**Problem to work on:**
Your response should consist of the records, reproduced exactly.

**Information supplied:**

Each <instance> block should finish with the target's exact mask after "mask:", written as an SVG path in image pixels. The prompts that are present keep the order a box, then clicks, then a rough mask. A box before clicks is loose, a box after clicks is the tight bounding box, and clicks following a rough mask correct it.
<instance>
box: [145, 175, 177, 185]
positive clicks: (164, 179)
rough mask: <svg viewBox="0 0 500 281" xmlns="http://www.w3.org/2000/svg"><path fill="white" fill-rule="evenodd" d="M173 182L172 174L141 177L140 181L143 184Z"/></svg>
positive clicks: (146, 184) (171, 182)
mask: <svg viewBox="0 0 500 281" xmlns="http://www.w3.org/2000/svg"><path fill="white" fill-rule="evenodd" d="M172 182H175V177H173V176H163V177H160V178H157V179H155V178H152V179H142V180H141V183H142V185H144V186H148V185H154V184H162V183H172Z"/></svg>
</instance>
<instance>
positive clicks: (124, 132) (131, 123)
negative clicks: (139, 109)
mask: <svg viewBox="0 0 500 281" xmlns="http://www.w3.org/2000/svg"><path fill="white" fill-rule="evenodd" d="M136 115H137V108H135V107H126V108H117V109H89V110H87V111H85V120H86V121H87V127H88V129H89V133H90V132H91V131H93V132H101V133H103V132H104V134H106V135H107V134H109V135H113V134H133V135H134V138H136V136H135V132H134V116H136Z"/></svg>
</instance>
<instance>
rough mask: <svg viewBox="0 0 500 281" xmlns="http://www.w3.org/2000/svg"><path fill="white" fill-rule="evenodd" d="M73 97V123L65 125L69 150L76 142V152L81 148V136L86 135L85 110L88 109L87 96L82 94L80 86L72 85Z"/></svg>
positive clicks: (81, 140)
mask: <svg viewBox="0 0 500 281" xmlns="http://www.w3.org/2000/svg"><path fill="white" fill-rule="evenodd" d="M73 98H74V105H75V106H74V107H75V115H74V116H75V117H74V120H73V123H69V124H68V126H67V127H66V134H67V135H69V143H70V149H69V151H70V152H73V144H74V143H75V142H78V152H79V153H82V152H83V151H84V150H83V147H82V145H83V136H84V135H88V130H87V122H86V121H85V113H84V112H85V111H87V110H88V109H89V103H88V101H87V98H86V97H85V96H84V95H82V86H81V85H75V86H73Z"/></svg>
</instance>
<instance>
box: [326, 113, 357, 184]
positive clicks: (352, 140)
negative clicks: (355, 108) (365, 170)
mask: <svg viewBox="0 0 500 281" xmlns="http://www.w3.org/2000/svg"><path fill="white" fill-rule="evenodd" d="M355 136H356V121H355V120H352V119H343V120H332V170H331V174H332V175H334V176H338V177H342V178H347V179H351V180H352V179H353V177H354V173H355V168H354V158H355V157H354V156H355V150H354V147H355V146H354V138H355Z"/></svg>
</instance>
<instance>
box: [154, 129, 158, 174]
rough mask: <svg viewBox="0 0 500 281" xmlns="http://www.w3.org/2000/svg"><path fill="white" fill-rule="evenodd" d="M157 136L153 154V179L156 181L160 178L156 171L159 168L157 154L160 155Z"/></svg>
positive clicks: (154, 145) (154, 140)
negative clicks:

**Solution:**
Each <instance> block should finish with the target's exact mask after "mask:", written as an SVG path in image pixels. The prompts that are present keep the order a box, then clicks, then a rough mask. A box before clicks is loose, a box after clicks is the tight bounding box, and clicks following a rough mask correct it.
<instance>
box: [145, 175, 177, 185]
positive clicks: (164, 179)
rough mask: <svg viewBox="0 0 500 281" xmlns="http://www.w3.org/2000/svg"><path fill="white" fill-rule="evenodd" d="M173 182L172 174L141 177L140 181L143 184Z"/></svg>
positive clicks: (146, 184) (171, 182)
mask: <svg viewBox="0 0 500 281" xmlns="http://www.w3.org/2000/svg"><path fill="white" fill-rule="evenodd" d="M172 182H175V177H173V176H163V177H160V178H157V179H155V178H152V179H142V180H141V183H142V185H144V186H148V185H154V184H162V183H172Z"/></svg>
</instance>
<instance>
positive clicks: (124, 132) (131, 123)
negative clicks: (139, 109)
mask: <svg viewBox="0 0 500 281" xmlns="http://www.w3.org/2000/svg"><path fill="white" fill-rule="evenodd" d="M136 115H137V108H135V107H126V108H117V109H89V110H87V111H85V120H86V121H87V127H88V129H89V133H90V132H91V131H93V132H101V133H103V132H104V134H106V135H107V134H109V135H113V134H133V135H134V138H136V136H135V132H134V116H136Z"/></svg>
</instance>
<instance>
rough mask: <svg viewBox="0 0 500 281" xmlns="http://www.w3.org/2000/svg"><path fill="white" fill-rule="evenodd" d="M73 97V123L65 125L69 150L76 142V152L81 148V136L86 135L85 110L88 109L87 96L82 94L80 86L72 85Z"/></svg>
positive clicks: (81, 140)
mask: <svg viewBox="0 0 500 281" xmlns="http://www.w3.org/2000/svg"><path fill="white" fill-rule="evenodd" d="M73 98H74V105H75V106H74V107H75V115H74V116H75V117H74V120H73V123H69V124H68V126H67V127H66V134H67V135H69V143H70V149H69V151H70V152H73V144H74V143H75V142H78V152H79V153H82V152H83V151H84V150H83V147H82V145H83V136H84V135H88V130H87V122H86V121H85V113H84V112H85V111H87V110H88V109H89V103H88V101H87V98H86V97H85V96H84V95H82V86H81V85H75V86H73Z"/></svg>
</instance>
<instance>
box: [326, 113, 357, 184]
positive clicks: (352, 140)
negative clicks: (355, 108) (365, 170)
mask: <svg viewBox="0 0 500 281" xmlns="http://www.w3.org/2000/svg"><path fill="white" fill-rule="evenodd" d="M355 136H356V121H355V120H352V119H343V120H332V170H331V174H332V175H334V176H338V177H342V178H347V179H351V180H352V179H353V177H354V173H355V168H354V158H355V157H354V156H355V150H354V147H355V146H354V138H355Z"/></svg>
</instance>
<instance>
box: [154, 129, 158, 174]
rough mask: <svg viewBox="0 0 500 281" xmlns="http://www.w3.org/2000/svg"><path fill="white" fill-rule="evenodd" d="M157 136L153 154V179L156 181L160 178L156 171L159 168L157 154L160 155Z"/></svg>
positive clicks: (154, 145) (154, 140)
negative clicks:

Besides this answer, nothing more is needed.